REQUIRED WORK :: Switch "target" to "label" in the lines from the start of the records up to and including the line with "[75,50,85,58]". Give those lines again with nothing else changed.

DATA TO USE ::

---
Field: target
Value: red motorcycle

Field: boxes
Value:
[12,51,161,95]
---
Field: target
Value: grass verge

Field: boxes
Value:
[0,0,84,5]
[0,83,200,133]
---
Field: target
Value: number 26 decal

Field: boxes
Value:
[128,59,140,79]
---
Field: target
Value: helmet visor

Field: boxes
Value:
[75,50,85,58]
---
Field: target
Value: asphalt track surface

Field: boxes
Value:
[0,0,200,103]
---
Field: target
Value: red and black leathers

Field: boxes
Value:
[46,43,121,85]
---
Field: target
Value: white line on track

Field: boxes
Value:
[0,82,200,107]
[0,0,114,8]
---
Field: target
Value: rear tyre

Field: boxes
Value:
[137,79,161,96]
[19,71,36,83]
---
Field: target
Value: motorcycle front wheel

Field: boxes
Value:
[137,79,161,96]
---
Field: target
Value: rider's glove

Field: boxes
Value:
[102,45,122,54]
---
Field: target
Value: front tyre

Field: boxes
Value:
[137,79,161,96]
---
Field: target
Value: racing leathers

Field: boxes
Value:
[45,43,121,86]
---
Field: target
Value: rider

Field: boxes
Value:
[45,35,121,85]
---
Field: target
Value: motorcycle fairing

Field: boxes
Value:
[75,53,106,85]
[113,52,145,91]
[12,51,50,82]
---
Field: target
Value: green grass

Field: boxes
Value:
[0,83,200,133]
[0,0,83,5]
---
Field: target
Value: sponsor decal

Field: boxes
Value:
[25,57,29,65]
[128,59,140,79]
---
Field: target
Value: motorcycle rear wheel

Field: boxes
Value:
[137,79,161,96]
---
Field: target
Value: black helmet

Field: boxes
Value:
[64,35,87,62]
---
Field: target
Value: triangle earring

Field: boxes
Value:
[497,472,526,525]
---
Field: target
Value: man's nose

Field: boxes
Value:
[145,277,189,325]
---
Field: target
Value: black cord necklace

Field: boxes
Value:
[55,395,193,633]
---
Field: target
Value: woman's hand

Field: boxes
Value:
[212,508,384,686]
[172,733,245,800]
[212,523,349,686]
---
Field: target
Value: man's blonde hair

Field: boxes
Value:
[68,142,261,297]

EXERCISE RESULT ::
---
Field: label
Value: red motorcycle

Field: boxes
Value:
[12,51,161,95]
---
Field: label
Value: grass verge

Field: boxes
Value:
[0,0,84,5]
[0,83,200,133]
---
Field: label
Value: number 26 decal

Field: boxes
Value:
[128,59,140,79]
---
Field: label
Value: helmet visor

Field: boxes
Value:
[75,50,85,58]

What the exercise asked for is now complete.